Source records:

* * * *

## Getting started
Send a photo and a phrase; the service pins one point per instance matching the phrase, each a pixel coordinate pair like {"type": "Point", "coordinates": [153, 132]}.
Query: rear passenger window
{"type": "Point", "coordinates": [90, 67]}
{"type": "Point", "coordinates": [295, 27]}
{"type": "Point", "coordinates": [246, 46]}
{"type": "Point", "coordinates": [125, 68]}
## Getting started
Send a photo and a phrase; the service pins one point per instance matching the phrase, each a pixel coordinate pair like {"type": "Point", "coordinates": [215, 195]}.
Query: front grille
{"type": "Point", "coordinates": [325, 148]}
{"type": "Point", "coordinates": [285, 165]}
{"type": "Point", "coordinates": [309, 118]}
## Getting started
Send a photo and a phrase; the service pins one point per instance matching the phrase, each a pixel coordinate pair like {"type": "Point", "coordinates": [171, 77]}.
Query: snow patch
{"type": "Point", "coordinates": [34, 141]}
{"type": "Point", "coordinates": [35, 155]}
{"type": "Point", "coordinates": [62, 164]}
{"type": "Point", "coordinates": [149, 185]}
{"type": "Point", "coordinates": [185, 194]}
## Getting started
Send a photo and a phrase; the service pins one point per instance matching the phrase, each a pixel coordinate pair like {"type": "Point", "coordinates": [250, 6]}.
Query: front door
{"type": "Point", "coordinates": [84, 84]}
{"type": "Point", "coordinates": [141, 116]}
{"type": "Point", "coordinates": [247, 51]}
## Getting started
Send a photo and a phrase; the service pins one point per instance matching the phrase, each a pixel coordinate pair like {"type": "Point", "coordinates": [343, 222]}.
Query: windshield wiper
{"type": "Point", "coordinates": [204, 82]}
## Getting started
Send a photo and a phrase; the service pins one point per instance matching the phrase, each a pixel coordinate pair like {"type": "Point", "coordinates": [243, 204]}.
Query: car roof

* * * *

* [EXERCISE DIRECTIONS]: From the records above, pull out every line that contains the string "photo" and copy each one in full. Letter case counts when matching.

* [RESPONSE]:
Send a photo and a phrase; the service pins one point per instance matching the phrase, each a pixel coordinate pair like {"type": "Point", "coordinates": [153, 132]}.
Send a photo and a phrase; the service pins one point per instance matching the phrase, each a pixel coordinate pair like {"type": "Point", "coordinates": [215, 195]}.
Send a photo and a phrase; the service pins one point per instance matching the phrase, each a pixel coordinate pair like {"type": "Point", "coordinates": [171, 77]}.
Send a photo and a phrase; the service pins one point per instance matching the phrase, each a pixel coordinate pair like {"type": "Point", "coordinates": [250, 6]}.
Send a photo and a phrase; the service pins one point per instance matching the phrase, each a pixel coordinate pair like {"type": "Point", "coordinates": [343, 222]}.
Send a photo and a phrase; the service pins one point per instance matching the phrase, each a pixel coordinate pair like {"type": "Point", "coordinates": [243, 204]}.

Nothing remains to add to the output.